##### Passage to read
Bloglines2HTML (generate static HTML from Bloglines)

About

Bloglines2HTML is a Python script that fetches subscription list and feeds from Bloglines to generate either a single HTML page, or a directory of pages. It logs into Bloglines using its web services API, fetches the subscription list as OPML and each individual feed as RSS. It would then generate the HTML result using a template, which can then be used to browse locally, pasted into another page, etc.

Requirement

To use Bloglines2HTML, you'll need:

Download

Usage

Run the script with "-h" to display the help message.

$ bloglines2html.py -h
Usage:
    bloglines2html.py [options]

Options:
    -D var=val  Define variable equals to value.
    -f folder   List only feeds inside this folder.
    -h          Display this help message.
    -i template Index template file to be used
    -m          Mark the feeds as read.
    -M          Multi-file support.
                -o must be present and will be a directory.
    -o file     Write the output to this file, instead of stdout.
    -p password Password to log into Bloglines.
    -r          List feeds that have already been read.
    -t template Feed template file to be used
    -u username Username to log into Bloglines. Usually your email address.
##########
Stated problem A:
Pull out every line from the rows below that contains the string "snowy".
##### Given information
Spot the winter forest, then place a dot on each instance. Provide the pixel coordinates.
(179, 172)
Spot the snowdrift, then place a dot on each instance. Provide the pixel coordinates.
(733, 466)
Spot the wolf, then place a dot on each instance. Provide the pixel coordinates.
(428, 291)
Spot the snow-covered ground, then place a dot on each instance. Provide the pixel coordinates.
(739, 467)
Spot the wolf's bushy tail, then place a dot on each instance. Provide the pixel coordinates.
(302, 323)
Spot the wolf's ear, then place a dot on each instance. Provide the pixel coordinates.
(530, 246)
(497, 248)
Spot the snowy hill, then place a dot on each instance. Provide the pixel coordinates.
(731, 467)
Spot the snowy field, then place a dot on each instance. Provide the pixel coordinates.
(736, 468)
##########
##### Given information
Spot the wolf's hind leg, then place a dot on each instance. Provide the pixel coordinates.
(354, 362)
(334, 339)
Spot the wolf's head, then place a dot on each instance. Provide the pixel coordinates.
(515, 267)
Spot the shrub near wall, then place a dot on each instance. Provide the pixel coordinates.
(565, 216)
##########
##### Given information
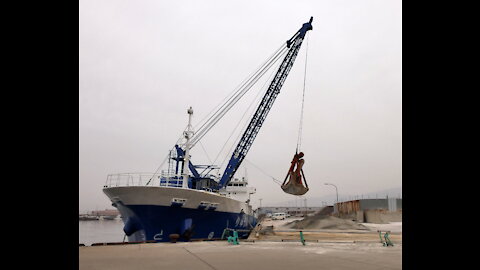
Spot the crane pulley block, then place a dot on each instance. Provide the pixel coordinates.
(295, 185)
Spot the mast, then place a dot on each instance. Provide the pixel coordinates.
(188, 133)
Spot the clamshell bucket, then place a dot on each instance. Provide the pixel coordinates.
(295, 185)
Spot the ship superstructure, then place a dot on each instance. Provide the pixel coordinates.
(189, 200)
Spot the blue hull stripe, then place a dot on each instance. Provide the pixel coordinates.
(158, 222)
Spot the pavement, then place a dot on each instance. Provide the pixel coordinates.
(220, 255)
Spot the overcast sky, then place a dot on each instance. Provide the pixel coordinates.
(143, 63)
##########
Stated problem B:
Transcribe the entire Bloglines2HTML page above, word for word.

Task response A:
Spot the snowy hill, then place a dot on each instance. Provide the pixel coordinates.
Spot the snowy field, then place a dot on each instance. Provide the pixel coordinates.

Task response B:
Bloglines2HTML (generate static HTML from Bloglines)

About

Bloglines2HTML is a Python script that fetches subscription list and feeds from Bloglines to generate either a single HTML page, or a directory of pages. It logs into Bloglines using its web services API, fetches the subscription list as OPML and each individual feed as RSS. It would then generate the HTML result using a template, which can then be used to browse locally, pasted into another page, etc.

Requirement

To use Bloglines2HTML, you'll need:

Download

Usage

Run the script with "-h" to display the help message.

$ bloglines2html.py -h
Usage:
    bloglines2html.py [options]

Options:
    -D var=val  Define variable equals to value.
    -f folder   List only feeds inside this folder.
    -h          Display this help message.
    -i template Index template file to be used
    -m          Mark the feeds as read.
    -M          Multi-file support.
                -o must be present and will be a directory.
    -o file     Write the output to this file, instead of stdout.
    -p password Password to log into Bloglines.
    -r          List feeds that have already been read.
    -t template Feed template file to be used
    -u username Username to log into Bloglines. Usually your email address.